= Task prompt =
Go through the listing below and list every line with "green".

= Dataset entries =
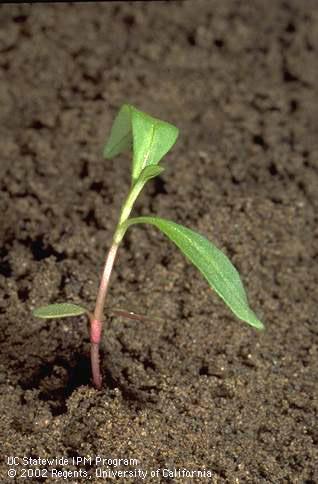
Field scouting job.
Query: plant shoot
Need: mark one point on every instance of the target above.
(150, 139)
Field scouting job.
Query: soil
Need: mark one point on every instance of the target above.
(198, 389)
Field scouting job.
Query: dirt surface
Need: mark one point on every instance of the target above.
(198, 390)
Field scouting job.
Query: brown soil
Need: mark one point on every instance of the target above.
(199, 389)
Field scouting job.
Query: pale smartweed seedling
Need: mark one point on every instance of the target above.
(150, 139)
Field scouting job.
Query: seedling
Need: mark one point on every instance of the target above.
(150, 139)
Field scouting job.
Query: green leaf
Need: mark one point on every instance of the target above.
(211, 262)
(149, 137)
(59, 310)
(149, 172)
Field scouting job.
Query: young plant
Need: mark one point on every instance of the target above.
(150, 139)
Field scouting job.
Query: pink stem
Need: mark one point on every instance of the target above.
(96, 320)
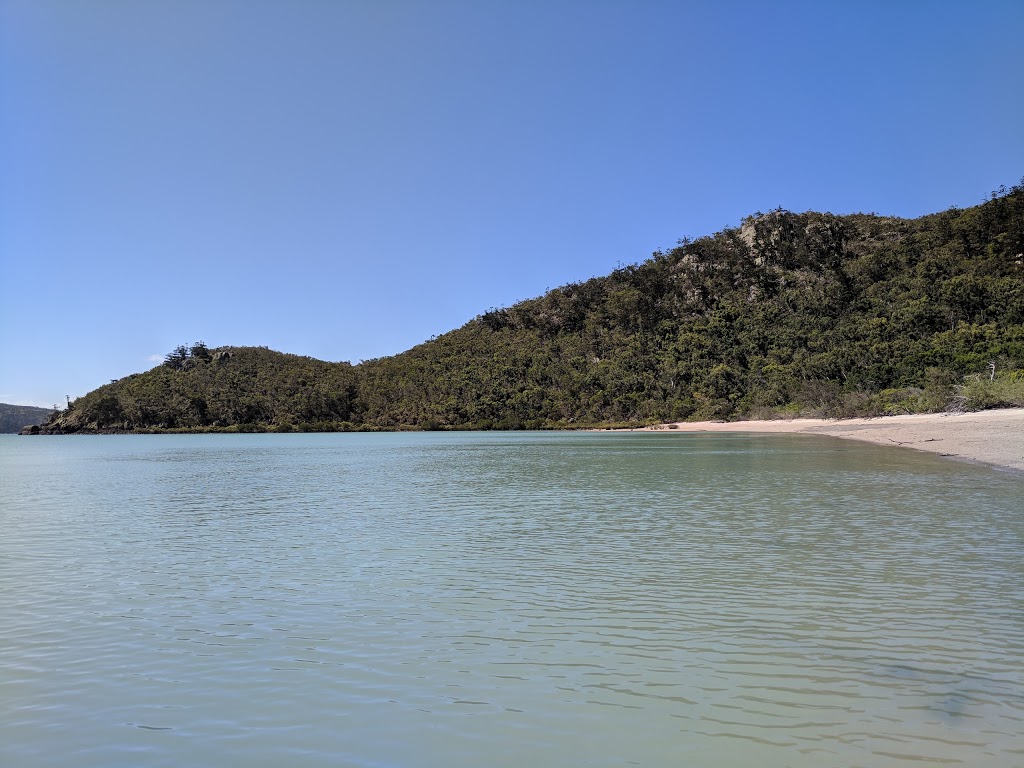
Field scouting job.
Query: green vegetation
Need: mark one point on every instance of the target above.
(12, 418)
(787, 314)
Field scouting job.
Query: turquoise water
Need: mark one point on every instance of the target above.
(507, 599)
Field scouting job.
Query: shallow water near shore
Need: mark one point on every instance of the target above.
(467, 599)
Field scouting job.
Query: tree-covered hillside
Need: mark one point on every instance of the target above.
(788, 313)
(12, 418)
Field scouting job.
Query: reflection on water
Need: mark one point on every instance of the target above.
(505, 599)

= Answer to this exercise =
Query: green leaf
Query: green vegetation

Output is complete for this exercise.